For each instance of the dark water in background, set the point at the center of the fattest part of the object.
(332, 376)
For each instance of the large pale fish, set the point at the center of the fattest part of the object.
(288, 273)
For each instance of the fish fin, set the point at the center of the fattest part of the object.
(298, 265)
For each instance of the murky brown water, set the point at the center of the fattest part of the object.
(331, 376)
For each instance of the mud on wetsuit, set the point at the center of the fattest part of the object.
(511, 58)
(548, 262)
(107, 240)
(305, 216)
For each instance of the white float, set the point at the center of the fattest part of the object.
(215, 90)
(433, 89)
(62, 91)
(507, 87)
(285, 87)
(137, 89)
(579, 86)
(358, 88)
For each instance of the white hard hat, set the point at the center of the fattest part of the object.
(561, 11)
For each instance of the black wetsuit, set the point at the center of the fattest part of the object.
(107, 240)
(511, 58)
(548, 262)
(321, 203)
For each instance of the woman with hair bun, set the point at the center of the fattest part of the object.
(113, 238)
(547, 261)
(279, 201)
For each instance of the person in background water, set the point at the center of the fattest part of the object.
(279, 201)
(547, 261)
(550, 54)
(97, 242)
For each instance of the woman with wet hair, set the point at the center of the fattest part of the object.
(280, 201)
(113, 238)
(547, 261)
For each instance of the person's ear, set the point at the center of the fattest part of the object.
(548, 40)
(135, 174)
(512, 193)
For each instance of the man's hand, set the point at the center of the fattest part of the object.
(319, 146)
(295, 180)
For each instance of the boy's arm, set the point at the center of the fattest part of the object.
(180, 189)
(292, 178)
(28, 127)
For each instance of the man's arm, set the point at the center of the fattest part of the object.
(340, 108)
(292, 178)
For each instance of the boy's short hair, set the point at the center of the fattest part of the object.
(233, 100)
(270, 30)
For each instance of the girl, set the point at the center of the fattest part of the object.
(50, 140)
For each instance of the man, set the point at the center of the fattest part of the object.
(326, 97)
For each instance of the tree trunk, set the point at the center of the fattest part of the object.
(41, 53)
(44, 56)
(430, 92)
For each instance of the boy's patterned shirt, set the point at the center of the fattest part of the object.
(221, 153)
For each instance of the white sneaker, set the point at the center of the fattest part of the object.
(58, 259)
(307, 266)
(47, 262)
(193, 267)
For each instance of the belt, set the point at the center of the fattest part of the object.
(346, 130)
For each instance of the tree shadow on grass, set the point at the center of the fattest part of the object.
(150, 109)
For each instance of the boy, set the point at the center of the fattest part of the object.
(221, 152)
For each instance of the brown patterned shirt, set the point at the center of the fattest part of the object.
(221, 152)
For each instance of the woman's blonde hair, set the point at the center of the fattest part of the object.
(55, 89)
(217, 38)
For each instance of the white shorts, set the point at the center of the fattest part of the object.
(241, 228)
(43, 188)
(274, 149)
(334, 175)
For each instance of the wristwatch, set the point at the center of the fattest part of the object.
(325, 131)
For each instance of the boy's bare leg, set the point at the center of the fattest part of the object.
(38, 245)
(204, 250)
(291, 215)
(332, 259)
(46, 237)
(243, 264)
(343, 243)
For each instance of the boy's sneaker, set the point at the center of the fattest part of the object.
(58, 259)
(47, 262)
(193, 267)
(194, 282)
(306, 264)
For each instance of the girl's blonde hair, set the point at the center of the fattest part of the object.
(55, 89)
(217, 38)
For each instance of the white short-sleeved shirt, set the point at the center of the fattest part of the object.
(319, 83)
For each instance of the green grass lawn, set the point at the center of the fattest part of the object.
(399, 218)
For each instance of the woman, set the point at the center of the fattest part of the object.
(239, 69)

> EXERCISE TASK
Repeat all the entries word for word.

> RESPONSE BELOW
For each instance of the dark water in background, set the point at the center of the fattest part of the object.
(332, 376)
For each instance of the large pale fish, set the point at the center of the fattest part of the object.
(288, 273)
For each instance of the fish fin, set the point at the center of the fattest part of the object.
(298, 265)
For each instance of the murky brown water, set the point at the center of the fattest part of the object.
(331, 376)
For each instance of the mud on wetsuit, set the point at the center of the fattest part of the object.
(511, 58)
(548, 262)
(107, 240)
(305, 216)
For each instance of the white float, set the point at the center of the fattest part of the object.
(215, 90)
(433, 89)
(62, 91)
(507, 87)
(285, 87)
(137, 89)
(579, 86)
(358, 88)
For each instance of the white hard hat, set the point at the center of the fattest part of the object.
(561, 11)
For each instance of the black wetsuit, set the point at the center of the fattest part of the object.
(107, 240)
(511, 58)
(548, 262)
(321, 203)
For each instance of the woman with hair bun, set the point at the center of the fattest part of the object.
(113, 238)
(547, 261)
(279, 201)
For each instance of the person in background water, set the point at the center of the fattest part of the object.
(279, 201)
(547, 261)
(550, 54)
(97, 242)
For each instance of the woman with wet hair, set the point at the center of the fattest part of the object.
(280, 201)
(113, 238)
(547, 261)
For each instance of the person's ear, set the point at the center of the fattest part of the object.
(548, 40)
(135, 174)
(512, 193)
For each instance of the man's hand, set the point at the center of the fattest part of the object.
(319, 146)
(295, 180)
For each instance of the boy's arm, set the point at the center of the fattest part of the object.
(180, 189)
(292, 178)
(28, 127)
For each instance of the man's arm, set the point at the center of the fattest part of the object.
(340, 108)
(292, 178)
For each instance of the boy's short hair, set the point at the center of the fattest part of the object.
(233, 100)
(270, 30)
For each instance of the girl, set the point at the center of the fattest part of the object.
(50, 140)
For each instance of the man, set the point at the center of the fattest part of the object.
(326, 97)
For each instance of the tree trunk, set the point at the center of the fattest part of the object.
(41, 53)
(44, 56)
(430, 92)
For each instance of the boy's patterned shirt, set the point at the center of the fattest part of the object.
(221, 153)
For each instance of the white sneaker, set the point at the center of the fattest part of the object.
(58, 259)
(307, 266)
(47, 262)
(193, 267)
For each instance of the belt, set the point at the center of the fattest part of the object.
(346, 130)
For each instance of the tree shadow on grass, set the point at the center of the fattest part of the object.
(150, 109)
For each instance of the boy, set the point at the center of the fattest part of the object.
(221, 152)
For each instance of the brown patterned shirt, set the point at the center of the fattest part of the object.
(221, 152)
For each instance of the woman's blonde hair, set the point at the center of the fattest part of the object.
(55, 89)
(217, 38)
For each instance of the white shorts, set the point at the center of the fattest part of the object.
(241, 228)
(43, 188)
(274, 149)
(334, 175)
For each instance of the wristwatch, set the point at the center of the fattest part of the object.
(325, 131)
For each instance of the boy's bare leg, set the point at the center of the fattest part of the object.
(38, 245)
(204, 250)
(291, 215)
(332, 259)
(46, 237)
(243, 264)
(343, 243)
For each instance of the boy's sneaker, set the point at the center of the fattest part of the object.
(58, 259)
(47, 262)
(193, 267)
(194, 282)
(306, 264)
For each instance of the girl's blonde hair, set the point at the center of the fattest part of the object.
(55, 89)
(217, 38)
For each instance of the white short-sleeved shirt, set the point at the center of the fattest part of the object.
(319, 83)
For each instance of the green grass lawn, set the point at the center of the fattest part of the object.
(399, 218)
For each instance of the woman, set the point at the center of the fattest part of the object.
(239, 69)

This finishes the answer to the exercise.